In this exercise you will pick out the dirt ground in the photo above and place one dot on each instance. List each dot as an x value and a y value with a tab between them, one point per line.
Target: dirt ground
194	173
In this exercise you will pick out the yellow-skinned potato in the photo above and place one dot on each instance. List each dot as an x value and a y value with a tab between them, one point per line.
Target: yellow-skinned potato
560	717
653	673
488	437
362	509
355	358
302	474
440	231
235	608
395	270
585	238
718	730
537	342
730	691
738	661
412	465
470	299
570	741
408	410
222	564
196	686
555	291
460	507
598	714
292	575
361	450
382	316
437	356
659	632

━━━━━━━━━━━━━━━━━━━━

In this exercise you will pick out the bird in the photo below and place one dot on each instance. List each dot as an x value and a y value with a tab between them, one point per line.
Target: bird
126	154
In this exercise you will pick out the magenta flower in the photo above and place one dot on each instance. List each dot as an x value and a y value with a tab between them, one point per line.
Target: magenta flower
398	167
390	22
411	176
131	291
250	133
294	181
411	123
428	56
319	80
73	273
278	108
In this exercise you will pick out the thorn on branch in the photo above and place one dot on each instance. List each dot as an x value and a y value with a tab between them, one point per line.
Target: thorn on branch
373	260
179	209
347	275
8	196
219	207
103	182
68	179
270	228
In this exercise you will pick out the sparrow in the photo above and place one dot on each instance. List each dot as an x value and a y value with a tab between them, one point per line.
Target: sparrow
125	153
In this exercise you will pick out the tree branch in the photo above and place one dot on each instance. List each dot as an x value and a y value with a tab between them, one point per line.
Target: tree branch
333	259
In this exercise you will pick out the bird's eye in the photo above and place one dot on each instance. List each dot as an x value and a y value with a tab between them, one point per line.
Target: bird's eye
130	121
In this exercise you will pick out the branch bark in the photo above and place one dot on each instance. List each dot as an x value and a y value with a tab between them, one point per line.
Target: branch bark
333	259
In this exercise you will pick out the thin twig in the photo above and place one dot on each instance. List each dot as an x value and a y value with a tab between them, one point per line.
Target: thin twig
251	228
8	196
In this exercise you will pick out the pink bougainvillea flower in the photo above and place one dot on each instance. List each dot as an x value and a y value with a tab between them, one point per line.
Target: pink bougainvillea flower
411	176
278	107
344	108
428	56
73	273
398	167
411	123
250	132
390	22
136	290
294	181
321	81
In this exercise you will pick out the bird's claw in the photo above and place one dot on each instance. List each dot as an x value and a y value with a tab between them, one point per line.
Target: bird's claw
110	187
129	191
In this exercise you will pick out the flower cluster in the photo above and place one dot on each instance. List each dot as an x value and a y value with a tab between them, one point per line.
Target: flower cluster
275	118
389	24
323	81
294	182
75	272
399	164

━━━━━━━━━━━━━━━━━━━━

PROMPT:
Find every line in the listing that contains the string "claw" and copy each of those lines in full. Matching is case-sensitive.

TASK OUTPUT:
In this exercise you will pick out the bird's claw in the photo above and place one dot on each instance. List each dot as an x value and a y value with a tab between them, one point per line.
Target: bird's claw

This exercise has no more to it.